____ RECORDS FOR PROCESSING
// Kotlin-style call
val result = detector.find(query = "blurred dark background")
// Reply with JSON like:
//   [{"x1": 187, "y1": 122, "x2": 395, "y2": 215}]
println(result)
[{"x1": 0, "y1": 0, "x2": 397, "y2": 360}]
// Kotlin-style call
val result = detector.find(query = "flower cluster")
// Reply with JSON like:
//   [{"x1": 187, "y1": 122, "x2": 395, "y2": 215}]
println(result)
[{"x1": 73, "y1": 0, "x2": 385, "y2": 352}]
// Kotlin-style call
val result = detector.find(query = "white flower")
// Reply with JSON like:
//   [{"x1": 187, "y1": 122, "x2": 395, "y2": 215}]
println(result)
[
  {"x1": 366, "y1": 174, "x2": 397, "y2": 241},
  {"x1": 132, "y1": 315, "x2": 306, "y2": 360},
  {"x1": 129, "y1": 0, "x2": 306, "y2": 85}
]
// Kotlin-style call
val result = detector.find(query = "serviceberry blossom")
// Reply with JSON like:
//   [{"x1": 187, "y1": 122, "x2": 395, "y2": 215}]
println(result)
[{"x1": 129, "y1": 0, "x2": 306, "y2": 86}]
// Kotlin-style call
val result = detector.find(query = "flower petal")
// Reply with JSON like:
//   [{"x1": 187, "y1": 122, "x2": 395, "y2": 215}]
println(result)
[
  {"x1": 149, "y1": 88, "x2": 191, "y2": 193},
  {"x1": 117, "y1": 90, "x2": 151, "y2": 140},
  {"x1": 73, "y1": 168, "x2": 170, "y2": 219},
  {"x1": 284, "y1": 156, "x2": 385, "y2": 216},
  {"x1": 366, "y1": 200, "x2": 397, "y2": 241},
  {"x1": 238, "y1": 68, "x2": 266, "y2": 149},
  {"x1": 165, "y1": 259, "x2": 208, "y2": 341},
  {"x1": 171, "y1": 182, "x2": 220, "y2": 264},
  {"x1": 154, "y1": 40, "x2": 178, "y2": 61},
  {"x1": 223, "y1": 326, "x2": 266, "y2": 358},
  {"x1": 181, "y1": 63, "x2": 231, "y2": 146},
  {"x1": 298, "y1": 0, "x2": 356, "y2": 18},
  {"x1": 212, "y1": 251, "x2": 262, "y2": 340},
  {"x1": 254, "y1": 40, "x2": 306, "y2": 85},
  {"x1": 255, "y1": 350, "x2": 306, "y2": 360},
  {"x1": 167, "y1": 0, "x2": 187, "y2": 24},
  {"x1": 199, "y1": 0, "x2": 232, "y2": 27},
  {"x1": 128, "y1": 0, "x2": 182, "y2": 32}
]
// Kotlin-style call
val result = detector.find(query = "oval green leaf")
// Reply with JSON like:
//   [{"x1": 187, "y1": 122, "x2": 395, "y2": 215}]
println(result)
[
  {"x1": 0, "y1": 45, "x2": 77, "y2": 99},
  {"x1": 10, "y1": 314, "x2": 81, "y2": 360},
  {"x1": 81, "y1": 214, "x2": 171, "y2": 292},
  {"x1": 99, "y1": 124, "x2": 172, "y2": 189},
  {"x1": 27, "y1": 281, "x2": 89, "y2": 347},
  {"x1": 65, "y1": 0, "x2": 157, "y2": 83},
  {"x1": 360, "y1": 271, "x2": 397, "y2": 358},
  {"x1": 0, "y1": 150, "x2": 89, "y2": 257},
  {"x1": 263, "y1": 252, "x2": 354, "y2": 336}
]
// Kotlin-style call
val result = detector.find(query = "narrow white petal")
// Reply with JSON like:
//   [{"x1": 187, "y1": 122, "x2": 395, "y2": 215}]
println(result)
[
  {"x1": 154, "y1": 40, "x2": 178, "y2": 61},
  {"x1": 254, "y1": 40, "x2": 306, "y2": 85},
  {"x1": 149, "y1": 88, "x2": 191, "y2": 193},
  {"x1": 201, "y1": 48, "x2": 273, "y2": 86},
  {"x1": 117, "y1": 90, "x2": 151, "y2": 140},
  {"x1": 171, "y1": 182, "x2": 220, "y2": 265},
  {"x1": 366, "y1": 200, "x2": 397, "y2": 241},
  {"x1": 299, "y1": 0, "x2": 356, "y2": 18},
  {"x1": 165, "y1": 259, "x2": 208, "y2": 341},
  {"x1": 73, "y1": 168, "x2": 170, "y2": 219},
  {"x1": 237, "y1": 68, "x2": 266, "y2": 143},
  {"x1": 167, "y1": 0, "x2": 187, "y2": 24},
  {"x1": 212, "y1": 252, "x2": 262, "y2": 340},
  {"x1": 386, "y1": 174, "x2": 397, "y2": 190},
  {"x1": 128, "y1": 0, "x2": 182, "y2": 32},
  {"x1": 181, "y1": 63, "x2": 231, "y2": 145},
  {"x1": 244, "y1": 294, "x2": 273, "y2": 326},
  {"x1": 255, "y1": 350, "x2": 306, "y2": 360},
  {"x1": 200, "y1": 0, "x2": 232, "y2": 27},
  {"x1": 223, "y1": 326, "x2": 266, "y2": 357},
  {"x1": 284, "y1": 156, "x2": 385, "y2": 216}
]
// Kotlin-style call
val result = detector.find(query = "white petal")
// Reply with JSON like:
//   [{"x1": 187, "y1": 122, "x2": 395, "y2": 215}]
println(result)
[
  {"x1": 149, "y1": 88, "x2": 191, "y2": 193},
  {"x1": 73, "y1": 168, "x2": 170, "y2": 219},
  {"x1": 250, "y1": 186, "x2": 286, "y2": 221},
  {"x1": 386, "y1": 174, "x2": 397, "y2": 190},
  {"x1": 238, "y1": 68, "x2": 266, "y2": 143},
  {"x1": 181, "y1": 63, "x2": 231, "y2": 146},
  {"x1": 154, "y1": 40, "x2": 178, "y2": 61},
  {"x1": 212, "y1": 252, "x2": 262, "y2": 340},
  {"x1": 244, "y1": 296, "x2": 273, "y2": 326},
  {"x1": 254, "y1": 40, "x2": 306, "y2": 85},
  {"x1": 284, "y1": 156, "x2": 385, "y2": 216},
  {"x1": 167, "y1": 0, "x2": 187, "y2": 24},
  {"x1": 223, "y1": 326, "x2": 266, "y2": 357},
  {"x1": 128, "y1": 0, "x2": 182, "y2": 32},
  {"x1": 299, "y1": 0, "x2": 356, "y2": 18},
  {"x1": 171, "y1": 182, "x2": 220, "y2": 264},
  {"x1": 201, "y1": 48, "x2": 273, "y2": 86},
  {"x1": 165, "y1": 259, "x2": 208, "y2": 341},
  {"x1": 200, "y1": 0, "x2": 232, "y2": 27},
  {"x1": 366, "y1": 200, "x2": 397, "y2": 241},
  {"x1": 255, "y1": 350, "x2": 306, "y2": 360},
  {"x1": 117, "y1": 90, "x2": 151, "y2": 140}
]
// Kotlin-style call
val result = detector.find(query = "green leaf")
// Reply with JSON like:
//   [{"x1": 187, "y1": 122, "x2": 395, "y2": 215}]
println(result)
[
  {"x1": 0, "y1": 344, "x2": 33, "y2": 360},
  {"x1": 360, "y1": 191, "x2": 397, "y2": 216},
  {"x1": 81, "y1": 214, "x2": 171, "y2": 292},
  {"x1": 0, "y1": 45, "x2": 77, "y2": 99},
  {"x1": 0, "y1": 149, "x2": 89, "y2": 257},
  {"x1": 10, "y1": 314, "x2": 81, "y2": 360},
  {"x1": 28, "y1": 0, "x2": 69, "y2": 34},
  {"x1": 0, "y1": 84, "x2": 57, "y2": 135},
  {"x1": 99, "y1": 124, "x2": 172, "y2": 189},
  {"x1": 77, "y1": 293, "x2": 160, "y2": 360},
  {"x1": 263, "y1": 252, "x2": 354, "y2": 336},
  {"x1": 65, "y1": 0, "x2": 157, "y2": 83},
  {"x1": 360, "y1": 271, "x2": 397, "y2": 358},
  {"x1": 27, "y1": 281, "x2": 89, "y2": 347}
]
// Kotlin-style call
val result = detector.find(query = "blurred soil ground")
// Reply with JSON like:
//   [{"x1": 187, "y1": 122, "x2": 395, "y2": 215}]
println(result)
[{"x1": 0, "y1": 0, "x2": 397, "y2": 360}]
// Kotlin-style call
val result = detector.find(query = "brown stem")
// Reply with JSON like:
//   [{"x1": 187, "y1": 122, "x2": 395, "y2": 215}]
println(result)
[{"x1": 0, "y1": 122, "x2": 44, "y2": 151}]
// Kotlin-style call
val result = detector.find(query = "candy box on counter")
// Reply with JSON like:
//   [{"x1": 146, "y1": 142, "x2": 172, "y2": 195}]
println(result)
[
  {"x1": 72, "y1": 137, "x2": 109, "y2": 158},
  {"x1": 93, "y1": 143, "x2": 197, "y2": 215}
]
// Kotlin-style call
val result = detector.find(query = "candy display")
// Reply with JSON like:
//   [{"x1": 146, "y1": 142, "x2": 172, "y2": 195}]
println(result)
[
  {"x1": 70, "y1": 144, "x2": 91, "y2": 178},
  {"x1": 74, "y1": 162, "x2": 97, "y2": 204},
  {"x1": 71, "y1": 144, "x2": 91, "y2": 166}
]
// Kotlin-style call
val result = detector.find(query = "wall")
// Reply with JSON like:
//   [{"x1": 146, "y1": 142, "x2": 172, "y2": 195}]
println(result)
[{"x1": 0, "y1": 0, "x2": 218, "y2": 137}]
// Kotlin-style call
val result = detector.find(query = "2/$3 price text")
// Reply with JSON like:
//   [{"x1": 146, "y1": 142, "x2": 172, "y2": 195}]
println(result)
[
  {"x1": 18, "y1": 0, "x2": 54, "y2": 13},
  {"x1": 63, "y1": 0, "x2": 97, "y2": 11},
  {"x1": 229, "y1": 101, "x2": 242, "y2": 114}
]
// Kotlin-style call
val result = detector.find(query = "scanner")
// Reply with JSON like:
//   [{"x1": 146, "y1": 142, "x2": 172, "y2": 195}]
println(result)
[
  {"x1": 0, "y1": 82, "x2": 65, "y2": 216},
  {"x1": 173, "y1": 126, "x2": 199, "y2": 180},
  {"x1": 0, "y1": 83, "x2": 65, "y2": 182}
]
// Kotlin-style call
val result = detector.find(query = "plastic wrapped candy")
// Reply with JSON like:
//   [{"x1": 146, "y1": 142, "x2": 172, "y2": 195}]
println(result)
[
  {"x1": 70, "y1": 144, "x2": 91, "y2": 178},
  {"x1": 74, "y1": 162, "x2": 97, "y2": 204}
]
________
▸ REQUIREMENT
Please tally how many lines of the entries above contain the string "flower", with case counting, and reply with the number only.

▸ SOLUTION TO THIS EXERCISE
3